= EXERCÍCIOS PARA FAZER =
a) Segundo o texto sobre o jardim, onde estão as orquídeas dos trópicos?
b) Copie do texto sobre o jardim tudo o que vai desde "Por isso te" até "a lua nascer.".
c) Prossiga com o texto sobre o jardim a partir do ponto em que ele termina.

= TEXTO CITADO =
________________________________________

Para ler:
http://filosofia-extravagante.blogspot.com/2009/10/anotacoes-pessoais-32.html
Se te incomoda ouvir falar da elevação no império posso antes mostrar-te o jardim, e o constrangimento que o jardineiro impõe às ervas. E adivinho já o teu fastio: vais dizer-me que te aborrecem os caminhos programados do Palácio, a disposição geométrica das rosas, a igualitária decapitação das sebes; vais dizer-me que está cheio de tabuletas com proibições e que os teus pés descalços dançam melhor no prado das fadas. E como posso eu não te dar razão? Não tenho culpa do cansaço e da frieza dos príncipes. Ah, mas não é ao jardim deles que te quero levar: não perco tempo a propor-te bailes de máscaras.
Por isso te mostro o jardim, e por ele entendo o que nos espera se deixarmos para trás o Palácio e as ruas arrogantes dos mercadores e generais: aqui a horta humilde que abastece os mercados, mais além a floresta dos lobos, no meio dela o teu prado das fadas; deste lado a montanha coberta de carvalhos e faias, por ali o caminho que conduz ao mar. Em qualquer lugar tu situas-te: apetece-te a solitária companhia das dunas e sabes que cortas à esquerda a seguir ao moinho de água; mas se tens saudades da roda das fadas sabes que tens primeiro que atravessar a encosta dos abetos. E se te perdes na noite de Outono sabes em que direcção vai a lua nascer.
Ainda sentes o constrangimento? Na verdade, os carvalhos não progrediram além da linha da areia, aqui no prado das fadas não ocorreu ao hortelão plantar as suas cebolas. Olha para estes ramos despidos: não é ainda o tempo das maçãs. Em vão procurarias aqui a orquídea dos trópicos, e elas enchem no entanto a orgulhosa estufa dos príncipes. É essa a duríssima lei do jardineiro maior. E, vês? Não recorreu para isso a tabuletas nem a cães de guarda.

________________________________________

= DADOS GUARDADOS =

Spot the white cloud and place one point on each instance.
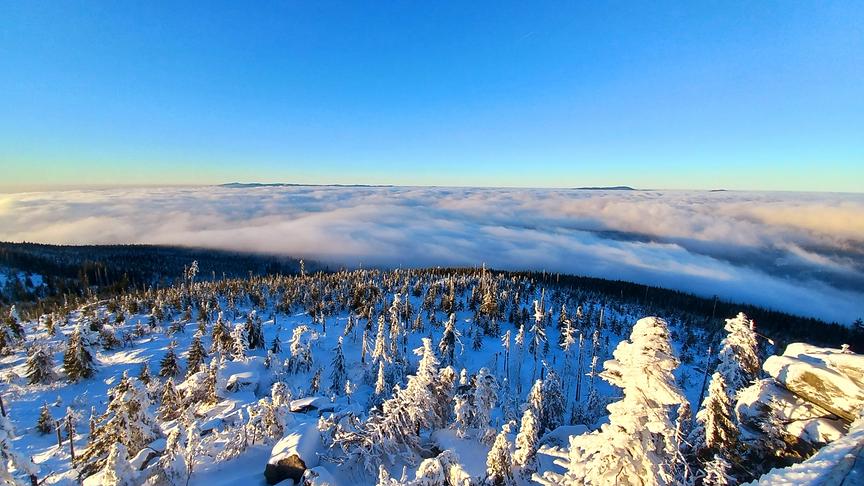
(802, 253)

________________________________________

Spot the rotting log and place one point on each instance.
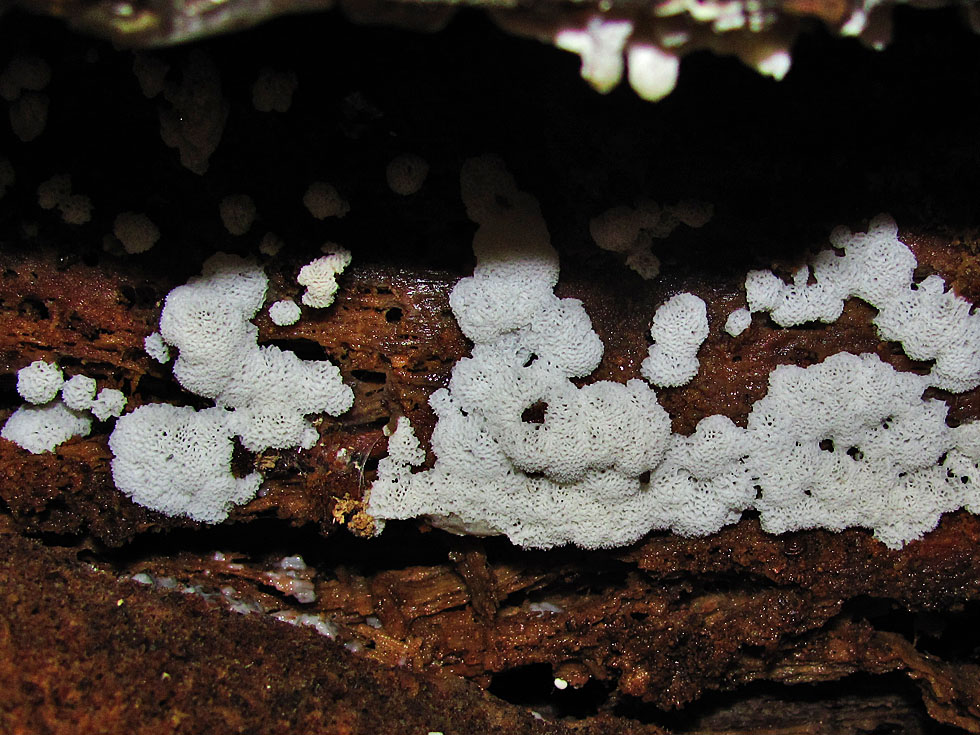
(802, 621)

________________________________________

= RESPOSTAS ESPERADAS =
a) Elas enchem a orgulhosa estufa dos príncipes.

b)
Por isso te mostro o jardim, e por ele entendo o que nos espera se deixarmos para trás o Palácio e as ruas arrogantes dos mercadores e generais: aqui a horta humilde que abastece os mercados, mais além a floresta dos lobos, no meio dela o teu prado das fadas; deste lado a montanha coberta de carvalhos e faias, por ali o caminho que conduz ao mar. Em qualquer lugar tu situas-te: apetece-te a solitária companhia das dunas e sabes que cortas à esquerda a seguir ao moinho de água; mas se tens saudades da roda das fadas sabes que tens primeiro que atravessar a encosta dos abetos. E se te perdes na noite de Outono sabes em que direcção vai a lua nascer.

c)
Mas as dunas, dirás tu que as dunas hão-de um dia ser morada de lobos e que o hortelão só ganharia se de manhã encontrasse orquídeas em vez de cebolas e que acabas de reparar que então há direcções onde nunca vemos a lua nascer? As dunas, dirás tu que lhes falta a liberdade de ser tudo, dirás que é injusto as fadas elegerem o prado verde para dançar e que serias mais feliz se a partir do moinho de água pudesses escolher qualquer caminho e todos descessem ao mar? Aí, onde irias quando ansiasses pela solidão? Onde, quando o teu coração quisesse dançar?
Entendes porque te afastei dos caminhos geométricos do Palácio? Não há neles sequer a sombra de um jardim, e por isso todos eles vão dar à varanda dos príncipes cansados. E para os construir foi preciso derrubar a cabana e a fonte, e por isso aqueles guardas carrancudos que te ficaram na memória como guardiães do império. Impostores. Não te esqueças de que essa história foi escrita para agradar aos generais, foi paga pelos mercadores que dependem do luxo dos príncipes. Mas tu escapavas-lhes de noite, e saltavas a muralha para brincar com as crias do lobo.
Na verdade, a tua liberdade é constrangimento das ervas: se elas se dispersarem, não terás um prado para dançar. E o teu constrangimento é a liberdade das árvores: que será delas se derrubares quem se interpõe entre ti e o mar? Mas ambos se fundam no jardim, que a tudo situa em hierarquia e poema.
E em ti, quem eu quero fundar é o jardineiro.
Crente é pouco sê-te Deus
E para o nada que é tudo
Inventa caminhos teus.
…
Se Ele é o que dizes
Ele nada pode ser
E se nada, livre está
Para ser o que quiser.
...
Se Deus quisesse ocupar
Lugar a si mesmo igual
Preenchia todo o nada
E o deixava tal e qual.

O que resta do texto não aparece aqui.